WORK TO BE COMPLETED
Report how many lines of the listing below contain the string "white", with case counting. Give only the number.

Pointing dataset records
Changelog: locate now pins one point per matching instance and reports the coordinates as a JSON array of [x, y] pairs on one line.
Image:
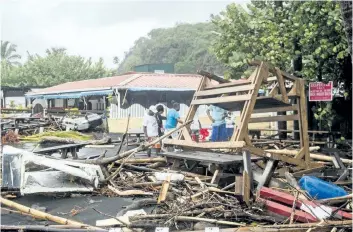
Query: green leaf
[[340, 55]]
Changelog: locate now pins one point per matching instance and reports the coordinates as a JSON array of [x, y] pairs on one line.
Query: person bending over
[[217, 115]]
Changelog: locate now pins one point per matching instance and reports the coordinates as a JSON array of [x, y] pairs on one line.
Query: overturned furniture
[[242, 95], [30, 173]]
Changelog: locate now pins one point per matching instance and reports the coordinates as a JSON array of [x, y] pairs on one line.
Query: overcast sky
[[95, 28]]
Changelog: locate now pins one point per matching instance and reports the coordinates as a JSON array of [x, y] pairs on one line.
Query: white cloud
[[94, 28]]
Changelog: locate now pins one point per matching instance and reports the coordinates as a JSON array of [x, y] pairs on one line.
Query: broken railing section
[[31, 173]]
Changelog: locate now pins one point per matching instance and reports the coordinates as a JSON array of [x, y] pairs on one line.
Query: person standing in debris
[[173, 118], [160, 118], [217, 116], [150, 126]]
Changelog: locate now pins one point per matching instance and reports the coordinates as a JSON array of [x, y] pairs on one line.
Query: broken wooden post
[[271, 166], [247, 167]]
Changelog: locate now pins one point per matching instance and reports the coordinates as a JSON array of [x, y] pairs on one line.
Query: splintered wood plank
[[246, 188], [300, 154], [275, 118], [208, 157], [272, 70], [304, 123], [164, 190], [247, 167], [241, 131], [274, 156], [212, 76], [216, 100], [270, 168], [235, 83], [207, 145], [276, 109], [224, 90], [282, 86], [308, 171], [239, 185]]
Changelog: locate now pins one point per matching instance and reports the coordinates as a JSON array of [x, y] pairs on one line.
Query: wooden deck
[[64, 149], [209, 157]]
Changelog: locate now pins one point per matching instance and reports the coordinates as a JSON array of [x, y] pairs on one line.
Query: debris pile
[[183, 198]]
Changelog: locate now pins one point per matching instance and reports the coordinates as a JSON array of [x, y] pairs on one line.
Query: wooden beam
[[273, 70], [242, 131], [275, 118], [307, 171], [235, 83], [216, 100], [207, 145], [246, 188], [224, 90], [300, 154], [282, 86], [276, 109], [304, 123], [274, 156], [212, 76]]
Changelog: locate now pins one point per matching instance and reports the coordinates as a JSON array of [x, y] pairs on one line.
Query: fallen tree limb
[[137, 205], [47, 216], [213, 221], [47, 228], [129, 192], [129, 152], [335, 200], [187, 213], [320, 157], [143, 160], [54, 139]]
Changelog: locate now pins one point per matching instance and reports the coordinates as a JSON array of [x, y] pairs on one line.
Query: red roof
[[129, 80]]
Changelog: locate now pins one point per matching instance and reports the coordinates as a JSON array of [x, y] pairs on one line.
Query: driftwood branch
[[54, 139], [129, 192]]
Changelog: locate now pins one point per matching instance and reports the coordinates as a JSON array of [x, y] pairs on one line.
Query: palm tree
[[8, 55]]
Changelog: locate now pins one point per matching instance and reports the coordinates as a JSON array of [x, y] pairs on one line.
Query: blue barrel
[[320, 189]]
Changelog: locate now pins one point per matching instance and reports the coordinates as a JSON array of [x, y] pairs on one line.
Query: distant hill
[[185, 45]]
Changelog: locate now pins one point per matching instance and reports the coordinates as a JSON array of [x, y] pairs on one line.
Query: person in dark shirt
[[160, 118]]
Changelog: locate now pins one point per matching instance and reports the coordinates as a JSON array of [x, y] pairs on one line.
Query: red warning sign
[[319, 91]]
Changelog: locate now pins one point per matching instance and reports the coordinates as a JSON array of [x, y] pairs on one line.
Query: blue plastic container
[[320, 189]]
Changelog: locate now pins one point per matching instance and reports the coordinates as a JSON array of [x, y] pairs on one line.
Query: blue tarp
[[72, 95]]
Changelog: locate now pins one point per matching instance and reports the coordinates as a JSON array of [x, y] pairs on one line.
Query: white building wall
[[59, 103], [18, 101], [138, 111]]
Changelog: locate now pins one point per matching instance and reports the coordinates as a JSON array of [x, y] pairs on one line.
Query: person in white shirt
[[150, 126]]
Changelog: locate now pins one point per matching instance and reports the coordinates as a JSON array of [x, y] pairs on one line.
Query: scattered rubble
[[230, 185]]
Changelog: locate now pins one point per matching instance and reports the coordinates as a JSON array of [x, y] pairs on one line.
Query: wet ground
[[63, 206]]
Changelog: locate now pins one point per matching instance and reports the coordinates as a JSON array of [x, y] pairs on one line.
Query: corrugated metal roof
[[128, 80]]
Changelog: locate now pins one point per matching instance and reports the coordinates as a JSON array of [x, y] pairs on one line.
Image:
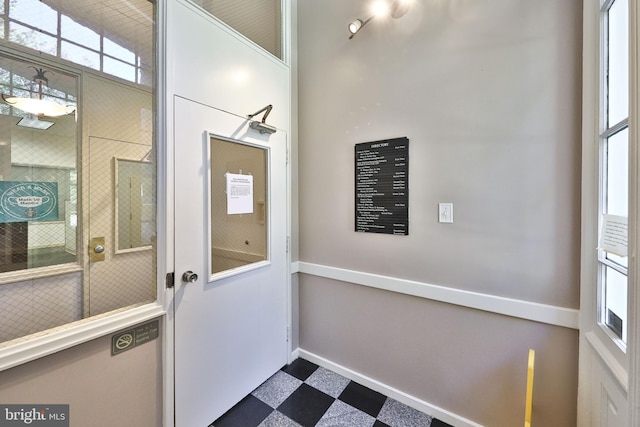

ANSWER
3